:: TAREFAS DO EXERCÍCIO ::
[1] Responda com base no texto de leitura:
(a) Quem é o autor do artigo sobre a construção da estrada Santo Aleixo – Piabetá?
(b) Em quais décadas se situam as lutas camponesas em que Becker insere a militância de Nestor Vera?
(c) De quais séculos deviam tratar as pesquisas pedidas na chamada do dossiê?
[2] Pode redigitar o trecho do texto de leitura entre "O artigo Luta" e "décadas de 1950-60.", inclusive?

:: TEXTO DE LEITURA ::
• • • • • • •
O artigo Luta pela terra ao longo do caminho: a construção da estrada Santo Aleixo – Piabetá e as mobilizações dos trabalhadores rurais no município de Magé/RJ, de autoria do historiador Felipe Augusto dos Santos Ribeiro, trata de ocupações e despejos na área em torno da construção da estrada vicinal, do sindicalismo rural e da política agrária do PCB nas décadas de 1950-60.

O dossiê é finalizado com o artigo do historiador Diego Becker, intitulado O PCB e o campesinato: a contribuição inicial de Nestor Vera ao movimento camponês. Becker situa historicamente a militância do líder camponês Nestor Vera no contexto das lutas camponesas durante as décadas de 1940 e 1950, mediadas pela militância comunista no interior do Estado de São Paulo.

Na chamada do dossiê tínhamos o objetivo de “reunir artigos que resultam de pesquisas sobre trabalhadores rurais e/ou camponeses no Brasil nos séculos XX e/ou XXI, em suas experiências no campo e na cidade, tais como as relações de trabalho e de moradia e a luta política dos movimentos e organizações sindicais e sociais, por direitos, terra e a reforma agrária. De interesse especial são investigações que trazem a perspectiva dos trabalhadores e camponeses e vinculam o local com o global, a partir da dinâmica entre resistências e políticas públicas, lutas e a globalização do capital e dos movimentos transnacionais.” Os organizadores avaliam que o objetivo foi amplamente contemplado com os artigos ora reunidos nesse dossiê.
• • • • • • •
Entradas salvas

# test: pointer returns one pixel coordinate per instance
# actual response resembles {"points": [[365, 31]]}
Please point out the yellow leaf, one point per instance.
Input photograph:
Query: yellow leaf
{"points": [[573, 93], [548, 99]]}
• • • • • • •
:: CONJUNTO DE RESPOSTAS ::
[1]
(a) O historiador Felipe Augusto dos Santos Ribeiro.
(b) Nas décadas de 1940 e 1950.
(c) Dos séculos XX e/ou XXI.

[2]
O artigo Luta pela terra ao longo do caminho: a construção da estrada Santo Aleixo – Piabetá e as mobilizações dos trabalhadores rurais no município de Magé/RJ, de autoria do historiador Felipe Augusto dos Santos Ribeiro, trata de ocupações e despejos na área em torno da construção da estrada vicinal, do sindicalismo rural e da política agrária do PCB nas décadas de 1950-60.